Region labeling entries:
+ + + + +

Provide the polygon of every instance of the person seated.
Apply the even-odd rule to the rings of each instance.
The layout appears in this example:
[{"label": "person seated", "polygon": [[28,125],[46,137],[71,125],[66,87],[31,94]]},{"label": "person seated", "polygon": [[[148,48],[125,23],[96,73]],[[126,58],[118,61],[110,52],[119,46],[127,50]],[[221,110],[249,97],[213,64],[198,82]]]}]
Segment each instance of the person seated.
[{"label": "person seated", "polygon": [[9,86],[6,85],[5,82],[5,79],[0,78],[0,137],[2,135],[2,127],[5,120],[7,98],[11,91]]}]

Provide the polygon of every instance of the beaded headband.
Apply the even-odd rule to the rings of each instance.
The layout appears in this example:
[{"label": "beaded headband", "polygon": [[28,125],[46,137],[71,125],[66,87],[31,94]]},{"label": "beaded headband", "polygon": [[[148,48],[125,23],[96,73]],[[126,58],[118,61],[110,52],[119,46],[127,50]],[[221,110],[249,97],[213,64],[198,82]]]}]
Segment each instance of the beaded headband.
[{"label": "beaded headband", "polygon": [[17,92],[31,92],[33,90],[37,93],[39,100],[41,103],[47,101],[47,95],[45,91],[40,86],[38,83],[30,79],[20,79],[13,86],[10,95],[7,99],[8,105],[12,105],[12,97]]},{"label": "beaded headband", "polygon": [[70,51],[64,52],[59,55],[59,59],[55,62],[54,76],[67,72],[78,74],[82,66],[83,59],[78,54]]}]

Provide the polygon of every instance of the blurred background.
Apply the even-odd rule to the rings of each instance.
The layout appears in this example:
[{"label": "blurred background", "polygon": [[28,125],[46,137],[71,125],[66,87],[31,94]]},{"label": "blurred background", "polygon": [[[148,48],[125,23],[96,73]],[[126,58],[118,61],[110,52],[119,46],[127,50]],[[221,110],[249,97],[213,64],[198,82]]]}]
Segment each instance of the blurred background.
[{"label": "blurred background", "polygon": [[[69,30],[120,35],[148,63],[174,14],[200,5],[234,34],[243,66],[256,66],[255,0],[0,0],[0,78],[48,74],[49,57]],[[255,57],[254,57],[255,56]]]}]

+ + + + +

- [Problem details] Copy out every one of the entries above word for word, keeping each line as it stands.

- [Output for this task]
Provide the polygon of every instance of the person seated.
Apply the even-odd rule to the rings of each instance.
The layout appears in this example:
[{"label": "person seated", "polygon": [[28,125],[46,137],[71,125],[66,87],[31,94]]},{"label": "person seated", "polygon": [[[148,48],[125,23],[96,73]],[[126,58],[118,61],[110,52],[119,46],[127,50]],[[221,110],[249,97],[213,64],[198,82]]]}]
Segment each instance of the person seated.
[{"label": "person seated", "polygon": [[9,86],[6,85],[5,82],[5,79],[0,78],[0,137],[2,135],[2,127],[5,120],[7,98],[11,91]]}]

Provide the polygon of every instance of the beaded headband.
Apply the even-odd rule to the rings of each instance.
The layout appears in this example:
[{"label": "beaded headband", "polygon": [[28,125],[46,137],[71,125],[66,87],[31,94]]},{"label": "beaded headband", "polygon": [[[148,48],[125,23],[96,73]],[[126,58],[118,61],[110,52],[119,46],[127,50]],[[221,110],[249,97],[213,64],[198,82]]]}]
Segment each instance of the beaded headband.
[{"label": "beaded headband", "polygon": [[17,92],[31,92],[33,90],[37,93],[39,100],[41,103],[47,101],[47,95],[45,91],[40,86],[38,83],[30,79],[20,79],[13,86],[10,95],[7,99],[8,105],[12,105],[12,97]]},{"label": "beaded headband", "polygon": [[70,51],[64,52],[59,55],[59,59],[55,62],[54,76],[67,72],[78,74],[82,66],[83,59],[78,54]]}]

Provide the polygon of every instance of the blurred background.
Apply the even-odd rule to the rings of each instance.
The layout appears in this example:
[{"label": "blurred background", "polygon": [[28,125],[46,137],[71,125],[66,87],[31,94]]},{"label": "blurred background", "polygon": [[[148,48],[125,23],[96,73]],[[126,58],[118,61],[110,52],[119,46],[127,50]],[[221,110],[249,97],[213,64],[198,82]]]}]
Segment each instance of the blurred background.
[{"label": "blurred background", "polygon": [[[69,30],[120,35],[148,63],[174,14],[200,5],[234,34],[243,66],[256,66],[255,0],[0,0],[0,78],[48,74],[49,57]],[[255,57],[254,57],[255,56]]]}]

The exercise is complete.